Goal of the exercise.
Return all entries word for word, but drop any images.
_ _ _
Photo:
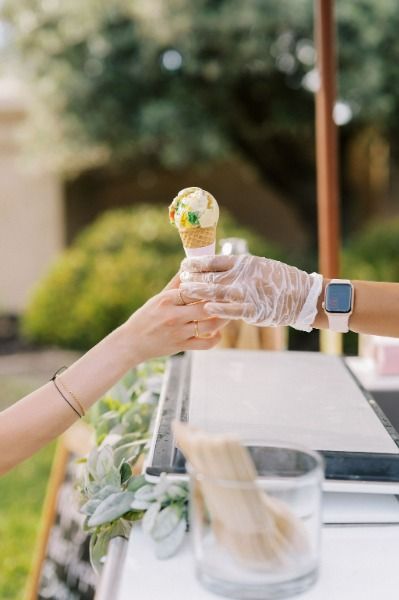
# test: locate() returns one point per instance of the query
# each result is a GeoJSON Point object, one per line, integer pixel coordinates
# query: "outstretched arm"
{"type": "Point", "coordinates": [267, 292]}
{"type": "Point", "coordinates": [162, 326]}
{"type": "Point", "coordinates": [375, 311]}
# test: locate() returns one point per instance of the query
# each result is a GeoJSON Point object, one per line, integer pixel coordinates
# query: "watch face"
{"type": "Point", "coordinates": [338, 298]}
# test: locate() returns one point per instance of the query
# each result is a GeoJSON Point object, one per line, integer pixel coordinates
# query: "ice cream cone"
{"type": "Point", "coordinates": [198, 241]}
{"type": "Point", "coordinates": [195, 213]}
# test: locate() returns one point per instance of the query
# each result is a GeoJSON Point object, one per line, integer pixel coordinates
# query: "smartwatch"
{"type": "Point", "coordinates": [338, 304]}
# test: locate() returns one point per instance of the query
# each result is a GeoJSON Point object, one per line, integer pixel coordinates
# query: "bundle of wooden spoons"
{"type": "Point", "coordinates": [257, 529]}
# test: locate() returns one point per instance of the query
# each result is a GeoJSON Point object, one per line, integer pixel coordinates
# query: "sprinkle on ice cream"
{"type": "Point", "coordinates": [193, 208]}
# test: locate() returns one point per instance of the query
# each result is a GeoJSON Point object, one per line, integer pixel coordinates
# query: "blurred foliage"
{"type": "Point", "coordinates": [112, 268]}
{"type": "Point", "coordinates": [373, 253]}
{"type": "Point", "coordinates": [171, 82]}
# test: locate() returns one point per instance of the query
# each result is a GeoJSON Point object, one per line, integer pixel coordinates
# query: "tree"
{"type": "Point", "coordinates": [172, 82]}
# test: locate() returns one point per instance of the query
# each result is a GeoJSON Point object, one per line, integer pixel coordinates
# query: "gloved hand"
{"type": "Point", "coordinates": [260, 291]}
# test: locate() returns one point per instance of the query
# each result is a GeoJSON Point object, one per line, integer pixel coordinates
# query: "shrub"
{"type": "Point", "coordinates": [373, 253]}
{"type": "Point", "coordinates": [111, 269]}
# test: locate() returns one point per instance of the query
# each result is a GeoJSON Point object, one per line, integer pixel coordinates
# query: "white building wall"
{"type": "Point", "coordinates": [31, 210]}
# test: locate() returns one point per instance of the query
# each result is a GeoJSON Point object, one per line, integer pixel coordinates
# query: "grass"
{"type": "Point", "coordinates": [21, 497]}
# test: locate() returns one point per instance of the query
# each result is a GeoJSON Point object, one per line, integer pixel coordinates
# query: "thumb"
{"type": "Point", "coordinates": [173, 283]}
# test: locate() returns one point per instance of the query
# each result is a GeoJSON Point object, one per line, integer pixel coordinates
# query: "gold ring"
{"type": "Point", "coordinates": [181, 297]}
{"type": "Point", "coordinates": [196, 330]}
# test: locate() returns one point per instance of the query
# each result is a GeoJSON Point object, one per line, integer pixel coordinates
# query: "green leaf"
{"type": "Point", "coordinates": [165, 522]}
{"type": "Point", "coordinates": [150, 517]}
{"type": "Point", "coordinates": [136, 483]}
{"type": "Point", "coordinates": [169, 545]}
{"type": "Point", "coordinates": [111, 508]}
{"type": "Point", "coordinates": [126, 472]}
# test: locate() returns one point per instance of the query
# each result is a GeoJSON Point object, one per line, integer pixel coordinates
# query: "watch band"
{"type": "Point", "coordinates": [339, 322]}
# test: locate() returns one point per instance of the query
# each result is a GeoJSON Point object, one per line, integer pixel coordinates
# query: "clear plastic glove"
{"type": "Point", "coordinates": [260, 291]}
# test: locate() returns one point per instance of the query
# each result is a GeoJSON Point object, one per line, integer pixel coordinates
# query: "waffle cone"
{"type": "Point", "coordinates": [198, 237]}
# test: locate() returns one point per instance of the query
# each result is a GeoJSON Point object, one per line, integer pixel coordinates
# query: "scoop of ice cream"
{"type": "Point", "coordinates": [193, 208]}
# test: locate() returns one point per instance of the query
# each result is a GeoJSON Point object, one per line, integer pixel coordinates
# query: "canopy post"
{"type": "Point", "coordinates": [326, 157]}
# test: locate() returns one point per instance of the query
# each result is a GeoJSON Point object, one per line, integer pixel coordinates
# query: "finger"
{"type": "Point", "coordinates": [206, 328]}
{"type": "Point", "coordinates": [173, 283]}
{"type": "Point", "coordinates": [214, 292]}
{"type": "Point", "coordinates": [202, 343]}
{"type": "Point", "coordinates": [208, 263]}
{"type": "Point", "coordinates": [175, 297]}
{"type": "Point", "coordinates": [211, 277]}
{"type": "Point", "coordinates": [225, 310]}
{"type": "Point", "coordinates": [193, 312]}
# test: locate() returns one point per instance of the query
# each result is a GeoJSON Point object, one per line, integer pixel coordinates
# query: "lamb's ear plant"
{"type": "Point", "coordinates": [112, 495]}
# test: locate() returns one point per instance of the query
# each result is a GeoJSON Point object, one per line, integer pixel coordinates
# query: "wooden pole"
{"type": "Point", "coordinates": [326, 155]}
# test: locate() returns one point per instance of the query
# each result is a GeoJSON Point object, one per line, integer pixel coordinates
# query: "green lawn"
{"type": "Point", "coordinates": [21, 497]}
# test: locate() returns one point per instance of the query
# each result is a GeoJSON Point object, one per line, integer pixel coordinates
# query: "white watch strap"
{"type": "Point", "coordinates": [339, 321]}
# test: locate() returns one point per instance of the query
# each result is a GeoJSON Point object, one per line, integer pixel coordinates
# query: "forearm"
{"type": "Point", "coordinates": [42, 415]}
{"type": "Point", "coordinates": [375, 310]}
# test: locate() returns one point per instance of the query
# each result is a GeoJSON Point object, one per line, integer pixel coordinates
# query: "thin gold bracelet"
{"type": "Point", "coordinates": [69, 391]}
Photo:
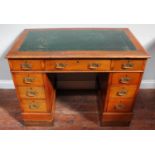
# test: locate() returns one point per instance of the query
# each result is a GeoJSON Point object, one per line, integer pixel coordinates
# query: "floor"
{"type": "Point", "coordinates": [77, 110]}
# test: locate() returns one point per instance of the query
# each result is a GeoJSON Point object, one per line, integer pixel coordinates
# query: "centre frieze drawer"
{"type": "Point", "coordinates": [77, 65]}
_ _ _
Answer below.
Photo:
# test: locate() returns one point per instance of the query
# each result is a GeoJSON Point object, one per line, integer pixel coordinates
# query: "outstretched arm"
{"type": "Point", "coordinates": [267, 292]}
{"type": "Point", "coordinates": [162, 326]}
{"type": "Point", "coordinates": [375, 311]}
# test: locate() returns one point per instance of the query
# each result is a GeoJSON Point object, one per line, integer pixel coordinates
# query: "watch face"
{"type": "Point", "coordinates": [338, 298]}
# test: locate() returns one point per instance of the query
# each result is a GeoJSON Point object, one per line, integer pixel coordinates
# query: "ice cream cone"
{"type": "Point", "coordinates": [198, 241]}
{"type": "Point", "coordinates": [195, 213]}
# test: locate() returns one point per instance of the query
# each result is a GeoJSON Point object, one per line, integer pixel coordinates
# query: "smartwatch"
{"type": "Point", "coordinates": [338, 304]}
# test: locate() returns one point per instance of the query
# each result is a GeoJSON Point object, one per line, integer pixel coordinates
# query: "bundle of wooden spoons"
{"type": "Point", "coordinates": [257, 529]}
# test: locate() returns one point per instance of the query
# each result is a GeoJSON Point object, one per line, integer pixel coordinates
# query: "sprinkle on ice cream"
{"type": "Point", "coordinates": [193, 208]}
# test: locate() returns one point per instance of the query
# each result is a GeoJSON Point object, one per line, integer pixel coordinates
# query: "blurred foliage"
{"type": "Point", "coordinates": [112, 268]}
{"type": "Point", "coordinates": [373, 253]}
{"type": "Point", "coordinates": [171, 82]}
# test: locate() returns one point per instance of the query
# each result is a GeoJSON Point object, one per line, integer pixel coordinates
# query: "tree"
{"type": "Point", "coordinates": [172, 82]}
# test: locate() returns one point per instance of the query
# each result is a GeoJSON Point object, one per line, integer pixel coordinates
# query: "gloved hand"
{"type": "Point", "coordinates": [260, 291]}
# test: locate() returns one point per instance of the query
# each result is a GeoJSON Point object, one per line, integer pixel coordinates
# query: "shrub"
{"type": "Point", "coordinates": [373, 253]}
{"type": "Point", "coordinates": [111, 269]}
# test: locate() returns one point per instance of the query
# each result is a GeoJSON Point object, one per line, integer pixel coordinates
# query: "white building wall"
{"type": "Point", "coordinates": [31, 210]}
# test: locate() returns one point per instance of the query
# each result is a GeoJSON Point object, one per line, integer pixel coordinates
# query: "grass"
{"type": "Point", "coordinates": [21, 497]}
# test: locate() returns one point per instance of the query
# each result is a GeoJSON Point object, one per line, integer pixel coordinates
# query: "thumb"
{"type": "Point", "coordinates": [173, 283]}
# test: locate() returns one point per instance of the query
# each result is a GeoJSON Point object, one per line, integer pixel coordinates
# query: "gold ring"
{"type": "Point", "coordinates": [181, 297]}
{"type": "Point", "coordinates": [196, 330]}
# test: locate() returns one point per instance of the query
# each result is a GeoJSON Point object, one per line, integer pixel coordinates
# query: "green leaf"
{"type": "Point", "coordinates": [165, 522]}
{"type": "Point", "coordinates": [150, 517]}
{"type": "Point", "coordinates": [136, 483]}
{"type": "Point", "coordinates": [169, 545]}
{"type": "Point", "coordinates": [111, 508]}
{"type": "Point", "coordinates": [126, 472]}
# test: locate() returns one point per instance of the query
# each result is a GeoJSON Point object, one per line, integer pixel coordinates
# query: "watch band"
{"type": "Point", "coordinates": [339, 322]}
# test: locate() returns one point per instance of the query
# each result is a GeoJSON Point object, one per line, integer pixel coordinates
# query: "clear plastic glove"
{"type": "Point", "coordinates": [260, 291]}
# test: locate() returns one point per instance of the query
# each result is a GeoJSON Point object, one per line, integer pixel coordinates
# query: "waffle cone"
{"type": "Point", "coordinates": [198, 237]}
# test: locate() returns one point per instance of the query
# each result is a GeoJSON Point object, one per line, integer pixel coordinates
# query: "scoop of ice cream"
{"type": "Point", "coordinates": [193, 208]}
# test: locate() returns one point per instance of the query
# each result is a GeoJSON Point object, one per line, integer pixel coordinates
# query: "canopy post"
{"type": "Point", "coordinates": [326, 157]}
# test: locate() returns one point per instance of the query
# each result is a GeoJSON Point object, one per line, integer pixel coordinates
# query: "finger"
{"type": "Point", "coordinates": [206, 328]}
{"type": "Point", "coordinates": [173, 283]}
{"type": "Point", "coordinates": [214, 292]}
{"type": "Point", "coordinates": [202, 343]}
{"type": "Point", "coordinates": [208, 263]}
{"type": "Point", "coordinates": [175, 297]}
{"type": "Point", "coordinates": [211, 277]}
{"type": "Point", "coordinates": [225, 310]}
{"type": "Point", "coordinates": [193, 312]}
# test: locate() returns one point per instance of the query
# each result is a GeoJSON Point object, one per line, integer pixel coordinates
# query: "lamb's ear plant"
{"type": "Point", "coordinates": [112, 495]}
# test: locate() returns one point per instance of the query
# each result is a GeoJSON Point object, one per line, integer pixel coordinates
# query: "wooden pole"
{"type": "Point", "coordinates": [326, 155]}
# test: locate() returns one point per instance of the query
# each result is a GeoJSON Point object, one per line, integer pixel coordinates
# query: "green lawn"
{"type": "Point", "coordinates": [21, 497]}
# test: locate() returns one point per instance of the query
# each result is a GeoJSON Point object, one per line, integer pixel coordinates
# query: "white watch strap"
{"type": "Point", "coordinates": [339, 321]}
# test: locate() returns one point per instance of the query
# each result is a GeoJSON Point object, one per line, integer pixel coordinates
# query: "forearm"
{"type": "Point", "coordinates": [42, 415]}
{"type": "Point", "coordinates": [375, 310]}
# test: locate() returns one point per instance of the query
# each result is a GeoJSON Point object, one per line, integer pixel coordinates
# query: "thin gold bracelet"
{"type": "Point", "coordinates": [69, 391]}
Photo:
# test: locate() returns one point per instance of the query
# each result is a GeoJSON Point object, one per line, integer pixel coordinates
# query: "floor"
{"type": "Point", "coordinates": [77, 110]}
# test: locate() returns one point per instance of the query
# each result is a GeoJSON Point object, one per line, integer pixel coordinates
# query: "centre frieze drawer"
{"type": "Point", "coordinates": [77, 65]}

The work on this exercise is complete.